** Start of DATASET CONTENT **
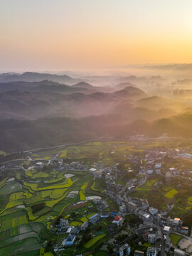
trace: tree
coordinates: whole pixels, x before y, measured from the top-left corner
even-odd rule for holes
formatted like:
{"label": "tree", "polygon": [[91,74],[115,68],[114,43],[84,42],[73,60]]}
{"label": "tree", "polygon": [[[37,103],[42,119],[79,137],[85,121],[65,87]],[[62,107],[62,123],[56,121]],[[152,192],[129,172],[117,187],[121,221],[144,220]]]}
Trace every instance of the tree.
{"label": "tree", "polygon": [[113,247],[112,245],[108,245],[107,247],[107,251],[109,252],[110,255],[112,255],[113,253]]}

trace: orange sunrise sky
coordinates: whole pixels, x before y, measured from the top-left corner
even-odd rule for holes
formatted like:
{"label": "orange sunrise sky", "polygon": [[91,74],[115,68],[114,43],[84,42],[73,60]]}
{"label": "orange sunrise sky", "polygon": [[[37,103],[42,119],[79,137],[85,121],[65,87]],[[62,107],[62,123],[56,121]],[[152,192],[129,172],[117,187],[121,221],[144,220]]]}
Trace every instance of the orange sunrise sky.
{"label": "orange sunrise sky", "polygon": [[0,72],[192,62],[191,0],[1,0]]}

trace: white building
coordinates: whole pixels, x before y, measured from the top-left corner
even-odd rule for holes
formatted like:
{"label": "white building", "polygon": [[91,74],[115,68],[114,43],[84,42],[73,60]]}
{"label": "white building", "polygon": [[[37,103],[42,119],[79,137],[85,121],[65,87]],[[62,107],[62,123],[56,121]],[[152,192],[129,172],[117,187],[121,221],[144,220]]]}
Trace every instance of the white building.
{"label": "white building", "polygon": [[158,254],[157,250],[155,247],[147,248],[146,256],[156,256]]}
{"label": "white building", "polygon": [[170,227],[164,226],[164,234],[169,234],[170,229],[171,229]]}
{"label": "white building", "polygon": [[151,214],[155,215],[156,213],[158,213],[158,209],[156,209],[156,208],[151,206],[151,207],[149,207],[149,213],[150,213]]}
{"label": "white building", "polygon": [[90,171],[90,175],[94,176],[94,173],[97,171],[95,168],[91,168],[89,169]]}
{"label": "white building", "polygon": [[120,256],[129,255],[130,252],[131,252],[131,247],[127,243],[119,247]]}
{"label": "white building", "polygon": [[149,242],[151,244],[155,244],[156,241],[156,234],[149,234],[148,235]]}
{"label": "white building", "polygon": [[117,216],[112,223],[116,223],[117,225],[117,226],[120,226],[122,225],[123,221],[124,221],[124,219],[122,218],[122,217]]}
{"label": "white building", "polygon": [[186,252],[182,251],[181,250],[175,248],[174,250],[174,256],[185,256]]}

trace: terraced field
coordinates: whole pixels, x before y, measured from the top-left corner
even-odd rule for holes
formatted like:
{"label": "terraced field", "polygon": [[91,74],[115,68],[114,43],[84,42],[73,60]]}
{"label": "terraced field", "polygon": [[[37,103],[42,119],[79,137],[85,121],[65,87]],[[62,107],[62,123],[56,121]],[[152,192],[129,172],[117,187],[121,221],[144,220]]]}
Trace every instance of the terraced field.
{"label": "terraced field", "polygon": [[[6,198],[0,208],[0,255],[52,255],[41,250],[45,239],[54,236],[49,232],[51,222],[63,211],[68,213],[68,206],[85,199],[91,179],[88,173],[80,172],[68,178],[65,173],[52,168],[30,168],[18,171],[10,182],[7,178],[0,182],[0,194]],[[67,197],[73,191],[77,193]],[[35,212],[33,206],[40,203],[43,203],[42,208]],[[81,218],[71,224],[87,220],[86,216]]]}

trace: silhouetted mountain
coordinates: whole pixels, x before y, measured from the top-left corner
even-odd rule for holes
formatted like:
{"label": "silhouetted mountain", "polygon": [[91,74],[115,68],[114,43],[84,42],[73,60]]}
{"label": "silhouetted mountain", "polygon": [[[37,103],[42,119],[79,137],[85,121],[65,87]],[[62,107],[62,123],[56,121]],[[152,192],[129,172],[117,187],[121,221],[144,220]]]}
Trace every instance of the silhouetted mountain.
{"label": "silhouetted mountain", "polygon": [[127,87],[135,87],[135,85],[134,84],[132,84],[132,82],[121,82],[119,85],[115,86],[115,88],[117,88],[119,90],[123,90],[124,88]]}
{"label": "silhouetted mountain", "polygon": [[26,81],[38,82],[49,80],[54,82],[65,82],[69,85],[80,82],[79,80],[73,79],[68,75],[58,75],[48,73],[38,73],[33,72],[26,72],[23,74],[4,73],[0,75],[0,82]]}
{"label": "silhouetted mountain", "polygon": [[146,96],[146,94],[142,90],[133,87],[128,86],[123,90],[116,91],[112,93],[113,96],[121,98],[129,98],[131,100],[141,99]]}

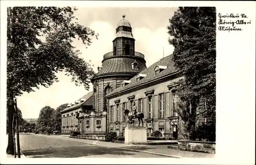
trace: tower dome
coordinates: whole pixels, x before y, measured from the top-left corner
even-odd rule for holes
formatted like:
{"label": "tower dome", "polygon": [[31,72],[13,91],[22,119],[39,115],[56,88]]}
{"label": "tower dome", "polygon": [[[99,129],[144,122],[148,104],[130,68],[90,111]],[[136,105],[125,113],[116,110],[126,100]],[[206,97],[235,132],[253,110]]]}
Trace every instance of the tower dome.
{"label": "tower dome", "polygon": [[125,14],[123,15],[122,17],[123,19],[121,19],[120,21],[118,22],[118,23],[117,24],[117,28],[123,26],[131,27],[131,24],[130,23],[129,21],[125,18]]}

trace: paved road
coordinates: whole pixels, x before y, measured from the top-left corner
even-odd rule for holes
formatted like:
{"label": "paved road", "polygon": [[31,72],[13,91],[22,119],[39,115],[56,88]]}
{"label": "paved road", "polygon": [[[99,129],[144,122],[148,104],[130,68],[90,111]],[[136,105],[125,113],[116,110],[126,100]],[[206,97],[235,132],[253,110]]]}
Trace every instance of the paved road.
{"label": "paved road", "polygon": [[20,134],[20,149],[27,157],[166,157],[35,134]]}

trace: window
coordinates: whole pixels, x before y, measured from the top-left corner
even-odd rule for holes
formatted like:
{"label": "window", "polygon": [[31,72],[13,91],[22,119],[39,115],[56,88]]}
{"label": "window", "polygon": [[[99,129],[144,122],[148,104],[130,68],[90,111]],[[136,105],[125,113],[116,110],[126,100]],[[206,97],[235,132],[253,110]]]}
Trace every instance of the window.
{"label": "window", "polygon": [[137,74],[136,75],[136,82],[138,82],[139,80],[140,80],[140,75],[139,74]]}
{"label": "window", "polygon": [[147,97],[148,119],[152,118],[152,96]]}
{"label": "window", "polygon": [[116,55],[116,46],[114,47],[114,56]]}
{"label": "window", "polygon": [[113,122],[113,118],[114,118],[113,106],[110,106],[110,122]]}
{"label": "window", "polygon": [[152,128],[147,128],[147,136],[150,136],[151,133],[152,133]]}
{"label": "window", "polygon": [[160,118],[164,117],[164,93],[161,93],[159,94],[159,114]]}
{"label": "window", "polygon": [[156,66],[155,68],[155,75],[159,73],[159,67],[158,66]]}
{"label": "window", "polygon": [[176,94],[173,94],[173,116],[176,116],[177,112],[177,97]]}
{"label": "window", "polygon": [[159,128],[159,132],[160,132],[164,136],[163,134],[164,133],[164,128]]}
{"label": "window", "polygon": [[130,45],[126,44],[125,49],[125,55],[130,55]]}
{"label": "window", "polygon": [[[125,109],[126,108],[126,102],[123,102],[123,110]],[[124,116],[124,114],[123,115],[123,121],[126,121],[126,116]]]}
{"label": "window", "polygon": [[119,121],[119,104],[116,104],[116,121]]}
{"label": "window", "polygon": [[139,105],[138,105],[139,107],[138,107],[138,112],[140,112],[140,113],[142,113],[143,112],[143,109],[142,109],[142,107],[143,107],[143,100],[142,100],[142,98],[139,99],[138,101],[139,101]]}
{"label": "window", "polygon": [[86,125],[90,125],[90,120],[87,120],[86,124]]}
{"label": "window", "polygon": [[134,102],[133,100],[131,100],[130,102],[130,111],[133,111],[133,102]]}
{"label": "window", "polygon": [[101,120],[96,120],[96,125],[101,125]]}

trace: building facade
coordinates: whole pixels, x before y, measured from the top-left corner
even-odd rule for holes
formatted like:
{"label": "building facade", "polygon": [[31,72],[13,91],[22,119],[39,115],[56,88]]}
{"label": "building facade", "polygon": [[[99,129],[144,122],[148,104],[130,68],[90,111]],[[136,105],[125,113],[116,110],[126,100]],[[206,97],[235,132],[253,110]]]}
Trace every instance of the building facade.
{"label": "building facade", "polygon": [[[164,136],[183,138],[175,90],[183,75],[174,67],[172,55],[147,68],[144,55],[135,51],[135,40],[125,15],[116,33],[113,51],[103,56],[92,79],[93,91],[61,112],[61,132],[79,130],[92,139],[104,139],[110,131],[122,136],[129,124],[123,109],[132,111],[135,102],[137,112],[144,114],[147,136],[159,130]],[[135,126],[138,124],[135,120]]]}
{"label": "building facade", "polygon": [[[106,96],[109,100],[110,130],[124,134],[128,119],[123,116],[123,109],[132,111],[135,102],[137,112],[144,114],[143,126],[146,128],[147,136],[159,130],[164,136],[181,139],[182,121],[176,111],[178,97],[173,88],[181,77],[169,56],[137,74],[130,83],[110,93]],[[135,120],[135,125],[138,124]]]}

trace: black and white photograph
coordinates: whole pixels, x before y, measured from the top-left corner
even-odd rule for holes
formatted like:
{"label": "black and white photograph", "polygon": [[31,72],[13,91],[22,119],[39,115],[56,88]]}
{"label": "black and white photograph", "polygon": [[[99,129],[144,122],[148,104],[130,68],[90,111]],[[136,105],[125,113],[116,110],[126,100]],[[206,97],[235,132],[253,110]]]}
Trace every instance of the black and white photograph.
{"label": "black and white photograph", "polygon": [[[6,51],[1,50],[1,142],[1,142],[1,158],[4,163],[40,158],[104,158],[101,163],[111,164],[127,163],[126,158],[175,160],[151,162],[147,159],[137,161],[139,164],[184,164],[178,160],[205,158],[214,163],[218,155],[228,158],[223,163],[218,160],[219,164],[253,163],[248,153],[254,155],[255,148],[238,149],[236,154],[243,152],[240,158],[247,155],[248,159],[236,162],[230,160],[236,155],[226,156],[224,150],[218,153],[221,150],[218,149],[224,148],[226,154],[232,155],[227,151],[237,145],[245,149],[255,144],[250,141],[253,135],[255,139],[255,107],[234,109],[234,105],[228,105],[244,102],[227,98],[237,93],[232,90],[244,92],[238,95],[255,91],[255,50],[248,51],[253,51],[253,46],[255,49],[255,9],[246,13],[245,8],[239,13],[230,8],[225,12],[223,4],[220,12],[217,5],[200,5],[199,2],[196,5],[161,2],[165,5],[154,7],[136,6],[137,1],[133,2],[134,6],[127,1],[117,1],[115,5],[110,1],[113,5],[106,6],[101,6],[104,2],[99,1],[91,6],[86,1],[80,2],[83,5],[72,1],[66,2],[67,5],[65,1],[36,4],[24,1],[20,5],[14,1],[4,1],[1,49],[4,47]],[[255,5],[248,3],[245,7]],[[2,25],[6,29],[2,30]],[[254,41],[254,45],[251,42],[250,47],[247,45],[249,50],[243,47],[246,44],[239,47],[228,43],[249,32],[251,36],[244,37],[249,37],[248,42]],[[220,43],[224,50],[217,47]],[[243,47],[247,55],[238,54]],[[237,54],[231,54],[234,52]],[[247,56],[249,63],[240,65],[247,65],[244,69],[254,74],[243,73],[243,66],[232,68]],[[254,84],[254,89],[236,87],[238,82],[234,81],[243,82],[243,78],[251,82],[248,87]],[[246,86],[243,83],[240,86]],[[221,86],[222,90],[217,88]],[[255,104],[253,92],[254,96],[246,97]],[[218,106],[223,102],[225,105]],[[222,142],[225,138],[228,139],[225,142]],[[103,160],[106,158],[114,159]],[[40,161],[34,162],[42,163]],[[209,163],[201,162],[205,163]]]}

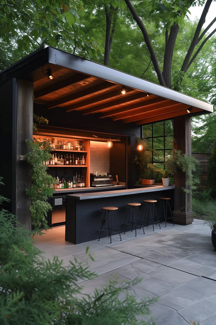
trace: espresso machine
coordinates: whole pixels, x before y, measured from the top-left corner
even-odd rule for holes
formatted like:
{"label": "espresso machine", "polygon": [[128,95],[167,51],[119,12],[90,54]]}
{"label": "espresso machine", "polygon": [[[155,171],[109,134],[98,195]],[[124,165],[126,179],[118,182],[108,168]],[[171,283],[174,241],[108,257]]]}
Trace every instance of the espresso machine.
{"label": "espresso machine", "polygon": [[90,186],[92,187],[114,186],[113,178],[106,172],[96,172],[90,174]]}

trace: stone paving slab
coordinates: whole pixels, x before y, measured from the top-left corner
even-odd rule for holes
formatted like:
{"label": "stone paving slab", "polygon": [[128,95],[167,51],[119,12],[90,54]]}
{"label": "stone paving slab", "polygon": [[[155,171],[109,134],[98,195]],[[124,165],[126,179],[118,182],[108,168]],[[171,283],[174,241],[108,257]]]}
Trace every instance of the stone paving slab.
{"label": "stone paving slab", "polygon": [[[163,223],[154,232],[145,227],[144,235],[138,229],[136,238],[134,231],[123,234],[122,241],[114,235],[111,244],[106,238],[76,245],[65,242],[64,228],[58,228],[44,240],[36,238],[36,245],[47,258],[57,254],[67,266],[75,257],[99,275],[80,281],[83,294],[92,295],[96,288],[116,276],[119,283],[139,277],[141,282],[130,292],[139,301],[158,297],[150,306],[156,325],[185,325],[191,321],[216,325],[216,251],[209,228],[203,224],[195,219],[187,226],[167,224],[165,228]],[[85,254],[88,246],[94,261]]]}

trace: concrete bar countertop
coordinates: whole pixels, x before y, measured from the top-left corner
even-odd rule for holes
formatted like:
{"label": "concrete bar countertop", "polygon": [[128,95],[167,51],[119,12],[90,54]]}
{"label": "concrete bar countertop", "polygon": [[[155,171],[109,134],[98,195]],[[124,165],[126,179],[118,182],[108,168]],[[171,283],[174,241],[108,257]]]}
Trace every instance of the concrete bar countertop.
{"label": "concrete bar countertop", "polygon": [[119,196],[122,195],[128,195],[131,194],[138,194],[149,192],[156,192],[158,191],[166,190],[168,189],[174,189],[175,188],[175,185],[165,187],[163,186],[150,186],[148,187],[122,189],[119,190],[108,191],[107,192],[100,192],[97,193],[92,192],[80,193],[80,194],[78,193],[77,194],[70,194],[67,195],[67,197],[77,200],[87,200],[92,199],[99,199],[102,198],[110,197],[112,196]]}

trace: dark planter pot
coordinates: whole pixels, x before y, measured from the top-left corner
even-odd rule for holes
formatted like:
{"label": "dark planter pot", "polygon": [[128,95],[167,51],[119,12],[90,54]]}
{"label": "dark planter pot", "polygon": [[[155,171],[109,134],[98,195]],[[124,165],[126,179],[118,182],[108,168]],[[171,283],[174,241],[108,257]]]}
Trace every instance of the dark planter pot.
{"label": "dark planter pot", "polygon": [[211,231],[211,242],[214,249],[216,250],[216,232],[212,231]]}

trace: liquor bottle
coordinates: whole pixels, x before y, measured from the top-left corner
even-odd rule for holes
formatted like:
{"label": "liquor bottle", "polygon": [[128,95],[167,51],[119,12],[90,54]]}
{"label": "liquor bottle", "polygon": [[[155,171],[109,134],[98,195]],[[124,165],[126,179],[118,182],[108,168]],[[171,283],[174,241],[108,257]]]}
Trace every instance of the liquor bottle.
{"label": "liquor bottle", "polygon": [[56,152],[55,153],[55,164],[58,165],[58,158],[56,156]]}
{"label": "liquor bottle", "polygon": [[73,177],[73,188],[76,187],[76,182],[75,182],[75,177],[74,175]]}
{"label": "liquor bottle", "polygon": [[60,159],[59,157],[59,154],[58,156],[58,164],[61,165],[61,160]]}
{"label": "liquor bottle", "polygon": [[56,188],[57,188],[57,189],[59,189],[59,178],[58,177],[58,176],[57,176],[57,186],[56,186]]}
{"label": "liquor bottle", "polygon": [[83,177],[83,176],[82,176],[82,184],[83,184],[83,187],[85,187],[85,182],[84,181],[84,177]]}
** End of DATASET CONTENT **
### GOAL OF THE EXERCISE
Please copy the entries from the line with "trace: stone paving slab" to the line with "Trace every instance of the stone", keeping every line identical.

### SOLUTION TO THIS EXERCISE
trace: stone paving slab
coordinates: whole pixels, x before y, measured from the top-left corner
even-odd rule for holes
formatted like:
{"label": "stone paving slab", "polygon": [[128,95],[167,51],[119,12],[90,54]]}
{"label": "stone paving slab", "polygon": [[[155,171],[109,134],[98,195]],[[124,165],[126,179],[118,182],[108,168]],[[171,283],[174,241],[108,257]]]}
Trace every instance of the stone paving slab.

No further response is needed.